*EXERCISE OBJECTIVE*.
Give the entries below as a two-column CSV with the header instruction,answer and one row per entry. Put each entry's text and its answer in one quoted field each, replace line breaks with spaces, and leave the pictures out.
### PROVIDED INFORMATION
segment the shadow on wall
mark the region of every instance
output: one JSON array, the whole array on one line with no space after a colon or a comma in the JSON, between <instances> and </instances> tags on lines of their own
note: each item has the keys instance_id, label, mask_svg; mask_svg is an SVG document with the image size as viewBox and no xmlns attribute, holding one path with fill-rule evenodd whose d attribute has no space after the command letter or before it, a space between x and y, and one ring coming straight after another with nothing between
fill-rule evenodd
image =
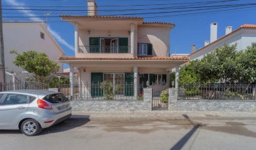
<instances>
[{"instance_id":1,"label":"shadow on wall","mask_svg":"<svg viewBox=\"0 0 256 150\"><path fill-rule=\"evenodd\" d=\"M163 36L163 35L165 35L166 32L166 30L165 28L161 29L161 31L159 31L159 30L156 31L154 29L147 30L146 35L143 34L143 33L138 35L138 43L152 43L153 44L153 48L152 48L153 56L156 56L156 55L159 55L159 53L156 53L156 50L163 50L163 48L166 48L167 50L167 52L169 52L168 47L169 46L169 38L168 38L168 39L166 39L166 37ZM149 38L149 36L154 36L154 38L151 38L151 41L150 41L150 39ZM168 37L169 37L169 33L168 33ZM154 41L152 41L152 39L154 39ZM161 45L165 45L166 47L164 48L164 47L161 47ZM157 50L159 48L161 50ZM161 55L163 55L163 54L161 54Z\"/></svg>"}]
</instances>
######
*THE SOLUTION*.
instruction,answer
"segment the shadow on wall mark the region of every instance output: one JSON array, the whole array on one line with no space after a colon or a comma in the JSON, between <instances> and </instances> tags on lines of their own note: each item has the keys instance_id, label, mask_svg; mask_svg is an SVG document with the image size as viewBox and no xmlns attribute, holding one path with fill-rule evenodd whose d attribute has no space after the command letter or before it, a space between x and y, and one ring coming straight after another with nothing between fill-rule evenodd image =","<instances> [{""instance_id"":1,""label"":""shadow on wall"",""mask_svg"":""<svg viewBox=\""0 0 256 150\""><path fill-rule=\""evenodd\"" d=\""M163 36L163 35L165 35L166 32L166 30L165 28L161 29L161 31L159 31L159 30L156 31L154 29L147 30L146 35L143 34L143 33L138 35L138 43L152 43L153 44L153 48L152 48L153 56L156 56L156 55L159 55L159 53L156 53L156 50L163 50L163 48L166 48L167 50L167 52L169 52L168 47L169 46L169 38L168 38L168 39L166 39L166 37ZM149 38L149 36L154 36L154 38L151 38L151 41L150 41L150 39ZM168 37L169 37L169 33L168 33ZM154 41L152 41L152 39L154 39ZM161 45L165 45L166 47L164 48L164 47L161 47ZM157 50L159 48L161 50ZM161 55L163 55L163 54L161 54Z\""/></svg>""}] </instances>"